[주어진 과제]:
Kafka 오류 분석 글을 읽고 다음 물음에 답하시오.
(a) 첫 번째 ERROR 로그에서 append 작업 처리 중 오류가 난 파티션은 무엇인가?
(b) "message publish 요청시 호출되는 함수 순서"에 마지막으로 나열된 함수는 무엇인가?
(c) appendRecords 함수에서 appendToLocalLog를 호출하기 직전에 time.milliseconds 값을 저장하는 변수의 이름은 무엇인가?

[Kafka] OutOfOrderSequenceException

Kafka

[Kafka] OutOfOrderSequenceException

흥부가귀막혀 2022. 3. 14. 16:11

내용 정리

Kafka Broker 로그에 간혹가다 아래와 같은 ERROR 로그가 발생한다.

ERROR [ReplicaManager broker=23] Error processing append operation on partition test-8 (kafka.server.ReplicaManager)
org.apache.kafka.common.errors.OutOfOrderSequenceException: Invalid sequence number for new epoch: 3 (request epoch), 4 (seq. number)

 ERROR [ReplicaManager broker=22] Error processing append operation on partition test-55 (kafka.server.ReplicaManager)
org.apache.kafka.common.errors.UnknownProducerIdException: Found no record of producerId=557891 on the broker. It is possible that the last message with the producerId=557891 has been removed due to hitting the retention limit.

분석

message publish 요청시 호출되는 함수 순서
- kafka.server.KafkaRequestHandler.run
- kafka.server.KafkaApis.handle
- kafka.server.KafkaApis.handleProduceRequest
- kafka.server.ReplicaManager.appendRecords
위 에러는 kafka.server.ReplicaManager.appendRecords 에서 ReplicaManager 의 private 함수인 appendToLocalLog 함수를 수행하면서 발생
appendRecords 함수 내용

  /**
   * Append messages to leader replicas of the partition, and wait for them to be replicated to other replicas;
   * the callback function will be triggered either when timeout or the required acks are satisfied;
   * if the callback function itself is already synchronized on some object then pass this object to avoid deadlock.
   */
  def appendRecords(timeout: Long,
                    requiredAcks: Short,
                    internalTopicsAllowed: Boolean,
                    isFromClient: Boolean,
                    entriesPerPartition: Map[TopicPartition, MemoryRecords],
                    responseCallback: Map[TopicPartition, PartitionResponse] => Unit,
                    delayedProduceLock: Option[Lock] = None,
                    recordConversionStatsCallback: Map[TopicPartition, RecordConversionStats] => Unit = _ => ()) {
    if (isValidRequiredAcks(requiredAcks)) {
      val sTime = time.milliseconds
      val localProduceResults = appendToLocalLog(internalTopicsAllowed = internalTopicsAllowed,
        isFromClient = isFromClient, entriesPerPartition, requiredAcks)
      debug("Produce to local log in %d ms".format(time.milliseconds - sTime))

      val produceStatus = localProduceResults.map { case (topicPartition, result) =>
        topicPartition ->
                ProducePartitionStatus(
                  result.info.lastOffset + 1, // required offset
                  new PartitionResponse(result.error, result.info.firstOffset.getOrElse(-1), result.info.logAppendTime, result.info.logStartOffset)) // response status
      }

      recordConversionStatsCallback(localProduceResults.mapValues(_.info.recordConversionStats))

      if (delayedProduceRequestRequired(requiredAcks, entriesPerPartition, localProduceResults)) {
        // create delayed produce operation
        val produceMetadata = ProduceMetadata(requiredAcks, produceStatus)
        val delayedProduce = new DelayedProduce(timeout, produceMetadata, this, responseCallback, delayedProduceLock)

[제공 자료]:

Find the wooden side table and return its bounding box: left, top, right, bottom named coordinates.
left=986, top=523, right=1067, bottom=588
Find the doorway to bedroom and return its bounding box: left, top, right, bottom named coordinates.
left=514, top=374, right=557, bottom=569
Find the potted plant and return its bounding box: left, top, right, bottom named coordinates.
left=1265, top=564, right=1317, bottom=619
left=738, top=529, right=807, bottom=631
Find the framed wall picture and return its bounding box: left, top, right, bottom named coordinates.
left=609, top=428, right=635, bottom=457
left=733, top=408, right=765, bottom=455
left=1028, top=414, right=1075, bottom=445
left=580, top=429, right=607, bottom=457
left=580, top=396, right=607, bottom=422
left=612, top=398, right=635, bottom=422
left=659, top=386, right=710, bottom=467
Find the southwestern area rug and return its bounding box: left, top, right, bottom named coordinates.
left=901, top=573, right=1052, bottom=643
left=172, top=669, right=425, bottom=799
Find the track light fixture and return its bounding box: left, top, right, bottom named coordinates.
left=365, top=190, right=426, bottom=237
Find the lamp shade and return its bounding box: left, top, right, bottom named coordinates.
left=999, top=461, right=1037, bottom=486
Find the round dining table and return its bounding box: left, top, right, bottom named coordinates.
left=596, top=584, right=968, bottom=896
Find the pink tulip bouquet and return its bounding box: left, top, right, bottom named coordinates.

[연습 문제 해답]:
(a) test-8
(b) kafka.server.ReplicaManager.appendRecords
(c) sTime